─── Dataset records ───

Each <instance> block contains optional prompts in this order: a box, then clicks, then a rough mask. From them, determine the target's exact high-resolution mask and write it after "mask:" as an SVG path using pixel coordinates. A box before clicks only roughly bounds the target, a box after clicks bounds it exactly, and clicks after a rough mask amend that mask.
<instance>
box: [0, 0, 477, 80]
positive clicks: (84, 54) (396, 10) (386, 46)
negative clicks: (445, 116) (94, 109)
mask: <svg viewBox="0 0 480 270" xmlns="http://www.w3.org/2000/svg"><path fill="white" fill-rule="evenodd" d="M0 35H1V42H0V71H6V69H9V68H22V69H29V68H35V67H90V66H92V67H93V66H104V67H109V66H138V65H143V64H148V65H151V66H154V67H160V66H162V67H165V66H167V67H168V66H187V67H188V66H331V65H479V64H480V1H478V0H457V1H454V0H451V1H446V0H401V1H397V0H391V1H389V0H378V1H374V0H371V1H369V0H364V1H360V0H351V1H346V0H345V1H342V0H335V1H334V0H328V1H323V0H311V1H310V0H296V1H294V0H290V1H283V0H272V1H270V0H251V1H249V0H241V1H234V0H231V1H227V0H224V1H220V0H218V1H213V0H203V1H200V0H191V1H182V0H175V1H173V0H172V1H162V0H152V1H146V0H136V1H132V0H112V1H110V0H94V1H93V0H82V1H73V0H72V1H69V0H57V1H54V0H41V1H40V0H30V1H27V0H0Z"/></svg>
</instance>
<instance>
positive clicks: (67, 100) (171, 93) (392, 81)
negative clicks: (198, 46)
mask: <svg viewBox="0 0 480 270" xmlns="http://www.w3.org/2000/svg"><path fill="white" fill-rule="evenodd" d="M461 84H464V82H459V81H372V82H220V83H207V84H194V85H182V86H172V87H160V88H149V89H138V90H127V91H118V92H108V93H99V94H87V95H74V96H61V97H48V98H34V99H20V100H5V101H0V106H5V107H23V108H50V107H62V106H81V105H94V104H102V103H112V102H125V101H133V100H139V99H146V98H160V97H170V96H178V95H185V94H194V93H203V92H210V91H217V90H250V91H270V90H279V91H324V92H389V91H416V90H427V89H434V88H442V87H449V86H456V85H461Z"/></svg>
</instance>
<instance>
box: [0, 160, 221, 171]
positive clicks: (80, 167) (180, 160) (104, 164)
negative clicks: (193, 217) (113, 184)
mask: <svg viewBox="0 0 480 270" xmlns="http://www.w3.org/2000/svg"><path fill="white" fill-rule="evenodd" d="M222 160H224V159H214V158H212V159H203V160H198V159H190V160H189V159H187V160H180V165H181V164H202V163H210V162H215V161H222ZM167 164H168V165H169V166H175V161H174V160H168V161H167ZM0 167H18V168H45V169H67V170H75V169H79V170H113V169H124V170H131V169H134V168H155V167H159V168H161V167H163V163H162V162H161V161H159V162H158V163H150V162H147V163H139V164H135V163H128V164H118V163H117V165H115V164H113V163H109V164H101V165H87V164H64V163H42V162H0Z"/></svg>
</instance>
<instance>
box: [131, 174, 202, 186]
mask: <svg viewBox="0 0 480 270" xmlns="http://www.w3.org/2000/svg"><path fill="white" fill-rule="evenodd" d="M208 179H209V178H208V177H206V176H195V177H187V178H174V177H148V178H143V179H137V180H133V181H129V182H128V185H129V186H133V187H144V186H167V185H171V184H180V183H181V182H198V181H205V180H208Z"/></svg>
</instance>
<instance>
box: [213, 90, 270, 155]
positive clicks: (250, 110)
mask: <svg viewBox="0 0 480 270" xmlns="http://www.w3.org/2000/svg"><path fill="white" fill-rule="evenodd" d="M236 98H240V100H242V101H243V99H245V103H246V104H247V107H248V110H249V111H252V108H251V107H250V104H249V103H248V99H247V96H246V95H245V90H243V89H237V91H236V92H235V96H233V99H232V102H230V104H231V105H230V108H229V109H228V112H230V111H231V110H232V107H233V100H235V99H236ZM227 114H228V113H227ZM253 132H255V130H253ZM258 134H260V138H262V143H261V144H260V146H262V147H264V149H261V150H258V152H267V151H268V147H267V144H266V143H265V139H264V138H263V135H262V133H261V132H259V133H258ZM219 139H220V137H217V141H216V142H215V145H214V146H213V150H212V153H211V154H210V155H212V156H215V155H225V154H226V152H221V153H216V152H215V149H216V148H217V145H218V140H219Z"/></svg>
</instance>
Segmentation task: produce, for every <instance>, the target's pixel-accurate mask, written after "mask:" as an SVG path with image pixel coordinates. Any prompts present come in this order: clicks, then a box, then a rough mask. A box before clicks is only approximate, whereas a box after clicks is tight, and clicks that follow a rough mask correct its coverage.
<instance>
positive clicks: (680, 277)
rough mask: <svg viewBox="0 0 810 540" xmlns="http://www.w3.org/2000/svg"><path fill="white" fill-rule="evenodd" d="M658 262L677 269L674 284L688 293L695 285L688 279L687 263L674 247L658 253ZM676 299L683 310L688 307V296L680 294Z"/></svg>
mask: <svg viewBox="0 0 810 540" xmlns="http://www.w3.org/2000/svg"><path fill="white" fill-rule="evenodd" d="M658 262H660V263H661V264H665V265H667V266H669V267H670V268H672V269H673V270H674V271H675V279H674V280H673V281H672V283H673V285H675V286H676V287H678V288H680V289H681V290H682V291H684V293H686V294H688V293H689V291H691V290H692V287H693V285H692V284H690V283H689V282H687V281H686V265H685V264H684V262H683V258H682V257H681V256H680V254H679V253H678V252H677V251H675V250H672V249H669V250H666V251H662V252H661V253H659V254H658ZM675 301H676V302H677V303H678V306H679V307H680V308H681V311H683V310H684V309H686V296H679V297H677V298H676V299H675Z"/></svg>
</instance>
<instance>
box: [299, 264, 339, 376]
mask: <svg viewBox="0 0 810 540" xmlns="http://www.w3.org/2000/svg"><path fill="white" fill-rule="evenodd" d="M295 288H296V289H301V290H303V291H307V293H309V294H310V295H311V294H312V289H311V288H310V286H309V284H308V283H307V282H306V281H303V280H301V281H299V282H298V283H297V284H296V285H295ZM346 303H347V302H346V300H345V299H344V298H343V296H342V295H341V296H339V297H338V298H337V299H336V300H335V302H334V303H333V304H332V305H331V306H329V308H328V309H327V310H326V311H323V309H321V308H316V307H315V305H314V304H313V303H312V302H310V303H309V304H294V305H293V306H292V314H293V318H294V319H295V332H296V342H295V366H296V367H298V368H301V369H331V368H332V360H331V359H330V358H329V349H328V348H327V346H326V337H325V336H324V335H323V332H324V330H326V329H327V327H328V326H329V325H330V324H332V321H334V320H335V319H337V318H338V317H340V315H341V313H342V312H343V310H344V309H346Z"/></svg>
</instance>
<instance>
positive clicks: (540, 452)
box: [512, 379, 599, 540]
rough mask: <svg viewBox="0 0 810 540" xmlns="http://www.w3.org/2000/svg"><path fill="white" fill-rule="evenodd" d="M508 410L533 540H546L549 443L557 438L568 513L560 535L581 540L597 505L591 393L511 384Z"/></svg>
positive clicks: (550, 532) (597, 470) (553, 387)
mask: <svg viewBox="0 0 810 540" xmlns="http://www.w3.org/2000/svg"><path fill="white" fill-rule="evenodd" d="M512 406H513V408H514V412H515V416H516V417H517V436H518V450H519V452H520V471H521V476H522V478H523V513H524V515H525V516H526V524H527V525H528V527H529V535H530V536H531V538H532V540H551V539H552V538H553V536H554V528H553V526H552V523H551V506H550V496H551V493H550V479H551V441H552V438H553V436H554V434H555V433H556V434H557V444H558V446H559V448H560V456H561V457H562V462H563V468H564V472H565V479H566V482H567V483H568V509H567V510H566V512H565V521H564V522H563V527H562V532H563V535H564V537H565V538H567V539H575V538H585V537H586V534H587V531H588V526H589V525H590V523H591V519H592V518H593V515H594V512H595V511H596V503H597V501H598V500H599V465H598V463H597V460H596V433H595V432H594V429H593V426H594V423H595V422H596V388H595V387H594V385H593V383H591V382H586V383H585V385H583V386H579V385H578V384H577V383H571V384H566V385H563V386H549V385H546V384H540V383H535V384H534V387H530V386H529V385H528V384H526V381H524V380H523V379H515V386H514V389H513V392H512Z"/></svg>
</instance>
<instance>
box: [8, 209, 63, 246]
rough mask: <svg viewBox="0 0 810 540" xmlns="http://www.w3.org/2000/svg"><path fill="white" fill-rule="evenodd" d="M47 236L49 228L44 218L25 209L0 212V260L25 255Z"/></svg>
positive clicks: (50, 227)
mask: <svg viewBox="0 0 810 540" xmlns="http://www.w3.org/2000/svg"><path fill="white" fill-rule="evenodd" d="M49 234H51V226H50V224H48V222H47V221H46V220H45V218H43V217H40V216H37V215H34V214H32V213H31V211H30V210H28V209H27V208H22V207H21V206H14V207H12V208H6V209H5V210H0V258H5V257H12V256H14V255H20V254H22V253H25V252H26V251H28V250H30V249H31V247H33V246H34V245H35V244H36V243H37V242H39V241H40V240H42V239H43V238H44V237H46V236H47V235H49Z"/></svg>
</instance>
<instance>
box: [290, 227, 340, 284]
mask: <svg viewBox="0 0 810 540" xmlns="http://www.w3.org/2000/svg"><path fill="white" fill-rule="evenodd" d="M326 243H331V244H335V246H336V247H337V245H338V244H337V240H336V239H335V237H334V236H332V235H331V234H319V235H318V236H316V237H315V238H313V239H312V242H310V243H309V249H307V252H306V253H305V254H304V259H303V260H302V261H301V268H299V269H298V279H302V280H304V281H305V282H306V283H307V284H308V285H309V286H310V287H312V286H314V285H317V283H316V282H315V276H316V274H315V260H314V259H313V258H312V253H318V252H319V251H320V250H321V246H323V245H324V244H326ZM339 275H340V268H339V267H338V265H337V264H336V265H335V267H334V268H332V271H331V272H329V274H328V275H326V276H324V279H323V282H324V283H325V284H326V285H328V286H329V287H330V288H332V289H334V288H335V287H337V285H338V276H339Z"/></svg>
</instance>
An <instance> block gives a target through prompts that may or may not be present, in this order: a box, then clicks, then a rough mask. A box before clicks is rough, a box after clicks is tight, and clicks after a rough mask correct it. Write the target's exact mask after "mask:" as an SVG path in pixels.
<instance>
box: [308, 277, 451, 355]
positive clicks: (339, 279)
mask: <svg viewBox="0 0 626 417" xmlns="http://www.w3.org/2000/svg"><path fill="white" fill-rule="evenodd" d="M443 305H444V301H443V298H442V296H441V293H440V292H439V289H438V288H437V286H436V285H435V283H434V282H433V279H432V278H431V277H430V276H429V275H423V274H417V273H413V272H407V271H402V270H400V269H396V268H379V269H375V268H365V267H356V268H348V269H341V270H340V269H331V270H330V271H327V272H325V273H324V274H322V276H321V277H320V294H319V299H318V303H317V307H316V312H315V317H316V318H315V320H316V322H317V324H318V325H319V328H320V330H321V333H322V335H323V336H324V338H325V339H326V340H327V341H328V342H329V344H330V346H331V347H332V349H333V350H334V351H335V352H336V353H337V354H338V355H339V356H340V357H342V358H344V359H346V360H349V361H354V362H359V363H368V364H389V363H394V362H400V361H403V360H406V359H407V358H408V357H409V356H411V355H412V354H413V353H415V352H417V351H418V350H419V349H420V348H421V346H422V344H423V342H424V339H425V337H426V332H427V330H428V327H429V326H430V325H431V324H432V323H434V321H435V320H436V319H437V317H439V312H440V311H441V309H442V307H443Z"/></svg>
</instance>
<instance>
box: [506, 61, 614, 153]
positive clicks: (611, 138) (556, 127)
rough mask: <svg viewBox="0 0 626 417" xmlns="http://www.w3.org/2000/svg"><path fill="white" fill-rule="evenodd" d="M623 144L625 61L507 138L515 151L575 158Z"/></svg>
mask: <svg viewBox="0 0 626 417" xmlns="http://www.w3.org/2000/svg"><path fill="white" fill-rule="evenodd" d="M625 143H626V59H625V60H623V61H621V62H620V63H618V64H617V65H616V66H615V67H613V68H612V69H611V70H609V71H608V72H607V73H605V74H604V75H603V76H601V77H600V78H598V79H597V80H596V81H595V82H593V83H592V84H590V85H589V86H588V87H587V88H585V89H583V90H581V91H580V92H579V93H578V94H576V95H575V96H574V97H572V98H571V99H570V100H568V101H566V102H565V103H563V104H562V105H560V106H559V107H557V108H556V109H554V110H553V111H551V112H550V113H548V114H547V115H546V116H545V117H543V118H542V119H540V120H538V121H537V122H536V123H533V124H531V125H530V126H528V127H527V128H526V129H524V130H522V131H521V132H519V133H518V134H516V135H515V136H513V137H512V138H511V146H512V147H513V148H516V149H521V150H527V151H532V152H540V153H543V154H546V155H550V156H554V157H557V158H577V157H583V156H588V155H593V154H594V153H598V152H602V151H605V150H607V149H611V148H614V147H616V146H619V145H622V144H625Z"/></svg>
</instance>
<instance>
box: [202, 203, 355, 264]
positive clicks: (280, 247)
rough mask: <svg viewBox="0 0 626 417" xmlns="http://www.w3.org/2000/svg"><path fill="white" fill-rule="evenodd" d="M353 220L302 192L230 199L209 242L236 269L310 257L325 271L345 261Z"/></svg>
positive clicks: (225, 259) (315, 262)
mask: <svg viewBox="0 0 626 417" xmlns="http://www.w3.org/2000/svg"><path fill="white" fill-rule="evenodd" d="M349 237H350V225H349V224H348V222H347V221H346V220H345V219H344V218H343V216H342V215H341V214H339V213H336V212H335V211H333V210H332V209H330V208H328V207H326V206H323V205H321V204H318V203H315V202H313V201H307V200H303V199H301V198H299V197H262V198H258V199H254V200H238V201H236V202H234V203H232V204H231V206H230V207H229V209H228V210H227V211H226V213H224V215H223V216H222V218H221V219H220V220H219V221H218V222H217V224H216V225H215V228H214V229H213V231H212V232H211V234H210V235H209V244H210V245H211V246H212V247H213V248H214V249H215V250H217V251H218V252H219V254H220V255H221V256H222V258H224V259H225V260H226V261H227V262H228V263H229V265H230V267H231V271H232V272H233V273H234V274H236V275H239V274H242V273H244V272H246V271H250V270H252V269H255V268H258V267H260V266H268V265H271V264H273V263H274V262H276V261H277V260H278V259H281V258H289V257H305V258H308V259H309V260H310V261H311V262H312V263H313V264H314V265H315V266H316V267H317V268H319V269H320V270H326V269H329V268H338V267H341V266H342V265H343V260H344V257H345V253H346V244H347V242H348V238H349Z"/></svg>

───

**Exercise details**
Search the entries above for the string "present". Copy each line that holds it.

**Exercise result**
Segmentation task: produce, for every <instance>, the target's pixel-accurate mask, written after "mask:" as an SVG path with image pixel coordinates. Any prompts present come in this order: clicks, then a box, then a rough mask. A box before clicks is only approximate, whereas a box after clicks is tight, and clicks that follow a rough mask correct its coverage.
An <instance> block gives a target through prompts that may or may not be present, in this order: a box, then clicks, then a rough mask. A box before clicks is rough, a box after clicks is tight, and clicks after a rough mask correct it. Write the target's exact mask after "mask:" as an SVG path in pixels.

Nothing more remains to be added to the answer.